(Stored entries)
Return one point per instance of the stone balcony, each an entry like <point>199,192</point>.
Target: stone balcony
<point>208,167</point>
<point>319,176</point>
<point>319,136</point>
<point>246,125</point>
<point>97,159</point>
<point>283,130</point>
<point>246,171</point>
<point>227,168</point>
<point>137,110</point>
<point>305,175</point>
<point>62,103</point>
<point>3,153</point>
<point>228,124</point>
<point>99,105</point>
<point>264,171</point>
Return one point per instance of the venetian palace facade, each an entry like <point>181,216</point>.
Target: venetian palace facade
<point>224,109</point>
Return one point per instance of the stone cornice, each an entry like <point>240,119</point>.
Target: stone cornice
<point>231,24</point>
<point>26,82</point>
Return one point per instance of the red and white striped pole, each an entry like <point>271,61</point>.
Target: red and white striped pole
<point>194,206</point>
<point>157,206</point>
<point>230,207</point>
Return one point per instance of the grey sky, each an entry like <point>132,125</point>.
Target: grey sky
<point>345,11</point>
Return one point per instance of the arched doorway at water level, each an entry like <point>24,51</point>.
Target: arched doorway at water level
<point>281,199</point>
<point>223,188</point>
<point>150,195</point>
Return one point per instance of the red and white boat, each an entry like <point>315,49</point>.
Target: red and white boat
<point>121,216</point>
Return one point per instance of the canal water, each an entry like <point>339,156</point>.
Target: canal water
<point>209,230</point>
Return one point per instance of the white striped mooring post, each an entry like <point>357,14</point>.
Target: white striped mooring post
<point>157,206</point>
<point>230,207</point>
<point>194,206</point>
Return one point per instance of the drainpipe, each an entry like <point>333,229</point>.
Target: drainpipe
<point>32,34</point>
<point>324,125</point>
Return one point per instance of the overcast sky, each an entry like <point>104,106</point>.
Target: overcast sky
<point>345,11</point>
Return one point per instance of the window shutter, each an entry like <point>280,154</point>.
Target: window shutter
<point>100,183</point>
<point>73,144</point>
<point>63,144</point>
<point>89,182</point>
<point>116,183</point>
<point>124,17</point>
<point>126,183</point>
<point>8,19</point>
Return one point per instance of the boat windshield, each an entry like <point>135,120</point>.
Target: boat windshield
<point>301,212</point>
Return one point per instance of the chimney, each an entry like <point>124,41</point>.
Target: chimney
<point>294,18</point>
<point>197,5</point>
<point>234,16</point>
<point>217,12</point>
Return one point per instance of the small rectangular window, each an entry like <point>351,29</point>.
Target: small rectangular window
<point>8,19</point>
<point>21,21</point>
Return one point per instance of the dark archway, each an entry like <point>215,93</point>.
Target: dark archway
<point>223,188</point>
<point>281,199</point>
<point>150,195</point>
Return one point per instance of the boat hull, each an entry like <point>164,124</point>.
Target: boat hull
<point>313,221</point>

...

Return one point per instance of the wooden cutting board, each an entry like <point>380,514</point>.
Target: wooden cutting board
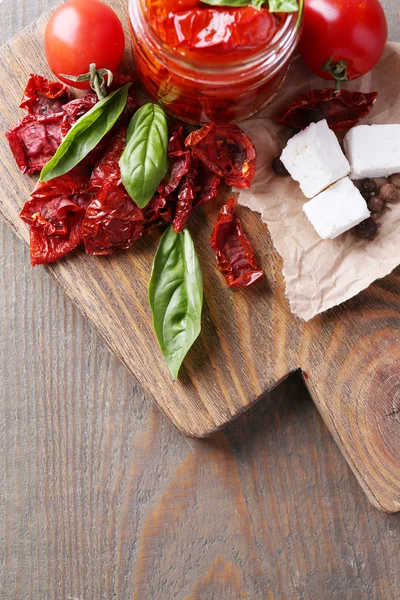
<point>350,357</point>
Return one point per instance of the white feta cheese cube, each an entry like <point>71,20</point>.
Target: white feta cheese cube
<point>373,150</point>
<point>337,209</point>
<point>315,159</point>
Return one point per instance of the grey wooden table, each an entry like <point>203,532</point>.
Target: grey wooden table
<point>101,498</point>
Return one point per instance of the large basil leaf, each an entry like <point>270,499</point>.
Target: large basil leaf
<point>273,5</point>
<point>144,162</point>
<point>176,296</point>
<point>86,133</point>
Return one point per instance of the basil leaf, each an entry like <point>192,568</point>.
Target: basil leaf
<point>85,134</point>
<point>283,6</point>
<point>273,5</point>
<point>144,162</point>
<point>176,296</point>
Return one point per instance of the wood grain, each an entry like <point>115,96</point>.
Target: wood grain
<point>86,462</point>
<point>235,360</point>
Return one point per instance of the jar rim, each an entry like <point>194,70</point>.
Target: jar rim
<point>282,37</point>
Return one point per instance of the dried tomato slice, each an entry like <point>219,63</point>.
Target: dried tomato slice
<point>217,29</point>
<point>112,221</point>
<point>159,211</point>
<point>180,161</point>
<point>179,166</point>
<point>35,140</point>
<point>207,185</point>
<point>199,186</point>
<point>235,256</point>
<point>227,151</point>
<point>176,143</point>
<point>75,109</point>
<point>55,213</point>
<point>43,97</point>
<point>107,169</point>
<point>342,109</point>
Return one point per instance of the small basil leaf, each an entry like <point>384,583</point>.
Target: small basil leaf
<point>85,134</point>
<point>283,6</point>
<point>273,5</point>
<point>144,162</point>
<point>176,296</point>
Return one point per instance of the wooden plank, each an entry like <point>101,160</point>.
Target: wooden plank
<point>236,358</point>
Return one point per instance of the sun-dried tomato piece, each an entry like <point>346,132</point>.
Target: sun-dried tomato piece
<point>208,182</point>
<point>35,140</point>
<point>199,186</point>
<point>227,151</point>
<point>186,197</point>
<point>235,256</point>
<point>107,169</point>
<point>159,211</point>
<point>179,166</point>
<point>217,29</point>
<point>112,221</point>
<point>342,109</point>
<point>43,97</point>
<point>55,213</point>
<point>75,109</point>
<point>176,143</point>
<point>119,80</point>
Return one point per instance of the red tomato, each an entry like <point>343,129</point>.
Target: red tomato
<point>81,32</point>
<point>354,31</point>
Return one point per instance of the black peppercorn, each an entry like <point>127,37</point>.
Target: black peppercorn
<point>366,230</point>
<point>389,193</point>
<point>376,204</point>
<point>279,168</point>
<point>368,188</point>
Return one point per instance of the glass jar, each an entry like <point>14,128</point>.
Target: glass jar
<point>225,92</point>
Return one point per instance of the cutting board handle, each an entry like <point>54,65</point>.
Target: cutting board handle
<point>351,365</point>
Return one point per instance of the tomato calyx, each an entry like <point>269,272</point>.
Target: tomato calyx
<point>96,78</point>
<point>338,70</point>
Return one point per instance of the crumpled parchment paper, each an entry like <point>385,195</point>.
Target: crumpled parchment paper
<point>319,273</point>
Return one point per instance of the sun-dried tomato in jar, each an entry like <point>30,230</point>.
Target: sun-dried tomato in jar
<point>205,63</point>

STATED GOAL → Give as a JSON list of strings, one per line and without blank lines, the material from the line with "Return one point per instance of the glass" up to and including the line with "<point>205,63</point>".

THE RESULT →
[
  "Return one point per instance of the glass jar, each an entry like <point>14,128</point>.",
  "Target: glass jar",
  "<point>225,92</point>",
  "Return one point per instance of the cutting board handle, each an entry like <point>54,65</point>.",
  "Target: cutting board handle",
  "<point>351,365</point>",
  "Return one point per instance of the tomato calyx, each an entry like <point>269,272</point>.",
  "Target: tomato calyx",
  "<point>96,78</point>",
  "<point>338,70</point>",
  "Return one point per instance of the crumpled parchment paper, each an entry like <point>385,195</point>.",
  "Target: crumpled parchment paper",
  "<point>319,273</point>",
  "Return one point per instance of the sun-dried tomato in jar, each an entry like <point>30,230</point>.",
  "Target: sun-dried tomato in jar",
  "<point>205,63</point>"
]